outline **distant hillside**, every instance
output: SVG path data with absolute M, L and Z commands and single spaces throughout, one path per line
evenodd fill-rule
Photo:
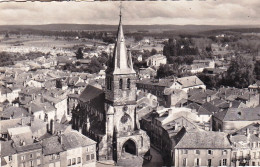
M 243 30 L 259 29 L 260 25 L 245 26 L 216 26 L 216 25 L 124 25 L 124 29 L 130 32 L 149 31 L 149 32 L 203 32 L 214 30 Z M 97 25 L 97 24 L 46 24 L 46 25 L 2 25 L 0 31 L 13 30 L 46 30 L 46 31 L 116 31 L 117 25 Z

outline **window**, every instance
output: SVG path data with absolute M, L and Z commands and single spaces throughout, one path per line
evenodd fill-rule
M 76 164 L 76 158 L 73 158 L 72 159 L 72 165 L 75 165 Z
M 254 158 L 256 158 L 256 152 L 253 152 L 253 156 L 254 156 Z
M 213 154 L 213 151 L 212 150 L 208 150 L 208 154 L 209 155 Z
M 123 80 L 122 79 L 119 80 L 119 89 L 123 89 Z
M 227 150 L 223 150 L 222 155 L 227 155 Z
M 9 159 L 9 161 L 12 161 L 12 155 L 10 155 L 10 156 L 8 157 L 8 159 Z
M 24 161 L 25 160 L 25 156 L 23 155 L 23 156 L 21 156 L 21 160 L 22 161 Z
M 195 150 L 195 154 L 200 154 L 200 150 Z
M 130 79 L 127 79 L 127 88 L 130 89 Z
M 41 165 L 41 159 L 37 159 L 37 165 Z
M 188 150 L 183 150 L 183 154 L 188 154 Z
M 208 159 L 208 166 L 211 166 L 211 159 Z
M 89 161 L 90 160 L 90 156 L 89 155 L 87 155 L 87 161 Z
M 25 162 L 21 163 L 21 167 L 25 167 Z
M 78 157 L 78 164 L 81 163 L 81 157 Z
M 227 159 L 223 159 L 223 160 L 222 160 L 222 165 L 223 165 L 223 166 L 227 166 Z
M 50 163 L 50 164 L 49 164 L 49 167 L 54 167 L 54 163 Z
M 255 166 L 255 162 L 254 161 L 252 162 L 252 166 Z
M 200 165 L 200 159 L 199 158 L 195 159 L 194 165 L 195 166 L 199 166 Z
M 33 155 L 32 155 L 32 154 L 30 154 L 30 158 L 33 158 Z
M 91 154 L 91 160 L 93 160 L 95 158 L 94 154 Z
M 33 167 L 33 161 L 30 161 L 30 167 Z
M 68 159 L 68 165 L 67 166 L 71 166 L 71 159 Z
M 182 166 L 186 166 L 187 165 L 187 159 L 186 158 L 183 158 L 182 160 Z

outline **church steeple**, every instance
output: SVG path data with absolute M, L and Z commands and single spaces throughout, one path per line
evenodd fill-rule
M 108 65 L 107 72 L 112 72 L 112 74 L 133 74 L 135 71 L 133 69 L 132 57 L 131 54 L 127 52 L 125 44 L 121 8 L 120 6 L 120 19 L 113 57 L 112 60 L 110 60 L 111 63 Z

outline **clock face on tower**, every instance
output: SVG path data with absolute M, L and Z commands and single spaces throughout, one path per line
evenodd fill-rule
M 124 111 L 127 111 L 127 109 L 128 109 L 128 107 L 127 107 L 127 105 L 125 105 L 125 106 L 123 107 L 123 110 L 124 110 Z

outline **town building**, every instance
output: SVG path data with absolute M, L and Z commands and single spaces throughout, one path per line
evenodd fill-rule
=====
Task details :: Would you print the whole listing exactly, omitting the pictures?

Answer space ::
outline **distant hillside**, every instance
output: SVG path data with absolute M, L and Z commands and single spaces throughout, one path per line
evenodd fill-rule
Photo:
M 243 30 L 259 29 L 260 25 L 245 26 L 216 26 L 216 25 L 124 25 L 124 29 L 130 32 L 149 31 L 149 32 L 203 32 L 214 30 Z M 97 25 L 97 24 L 46 24 L 46 25 L 2 25 L 0 31 L 13 30 L 46 30 L 46 31 L 116 31 L 117 25 Z

outline **window**, every instance
output: SVG path data with absolute M, L and Z commands and single spaces throughout, one path per line
evenodd fill-rule
M 76 164 L 76 158 L 73 158 L 72 159 L 72 165 L 75 165 Z
M 254 158 L 256 158 L 256 152 L 253 152 L 253 156 L 254 156 Z
M 213 154 L 213 151 L 212 150 L 208 150 L 208 154 L 209 155 Z
M 123 80 L 122 79 L 119 80 L 119 89 L 123 89 Z
M 227 150 L 223 150 L 222 155 L 227 155 Z
M 9 159 L 9 161 L 12 161 L 12 155 L 10 155 L 10 156 L 8 157 L 8 159 Z
M 24 161 L 25 160 L 25 156 L 23 155 L 23 156 L 21 156 L 21 160 L 22 161 Z
M 195 150 L 195 154 L 200 154 L 200 150 Z
M 130 79 L 127 79 L 127 88 L 130 89 Z
M 41 165 L 41 159 L 37 159 L 37 165 Z
M 188 150 L 183 150 L 183 154 L 188 154 Z
M 208 159 L 208 166 L 211 166 L 211 159 Z
M 89 161 L 90 160 L 90 156 L 89 155 L 87 155 L 87 161 Z
M 25 162 L 21 163 L 21 167 L 25 167 Z
M 78 157 L 78 164 L 81 163 L 81 157 Z
M 227 159 L 223 159 L 223 160 L 222 160 L 222 165 L 223 165 L 223 166 L 227 166 Z
M 50 163 L 50 164 L 49 164 L 49 167 L 54 167 L 54 163 Z
M 255 166 L 255 162 L 254 161 L 252 162 L 252 166 Z
M 200 165 L 200 159 L 199 158 L 195 159 L 194 165 L 195 166 L 199 166 Z
M 33 155 L 32 155 L 32 154 L 30 154 L 30 158 L 33 158 Z
M 91 154 L 91 160 L 93 160 L 95 158 L 94 154 Z
M 33 167 L 33 161 L 30 161 L 30 167 Z
M 68 159 L 68 165 L 67 166 L 71 166 L 71 159 Z
M 182 166 L 186 166 L 187 165 L 187 159 L 186 158 L 183 158 L 182 160 Z

outline **church steeple**, every instance
output: SVG path data with absolute M, L and Z commands and single spaces throughout, one path per line
evenodd fill-rule
M 108 65 L 107 72 L 112 72 L 112 74 L 133 74 L 135 71 L 133 69 L 132 57 L 131 54 L 127 52 L 125 44 L 121 8 L 120 6 L 120 19 L 113 57 L 112 60 L 110 60 L 111 63 Z

outline **clock face on tower**, every instance
output: SVG path data with absolute M, L and Z commands and single spaces throughout, one path per line
evenodd fill-rule
M 124 111 L 127 111 L 127 109 L 128 109 L 128 107 L 127 107 L 127 105 L 125 105 L 125 106 L 123 107 L 123 110 L 124 110 Z

outline **town building**, every instance
output: SVG path data with absolute M, L and Z commands and single spaces throughout, one path per line
evenodd fill-rule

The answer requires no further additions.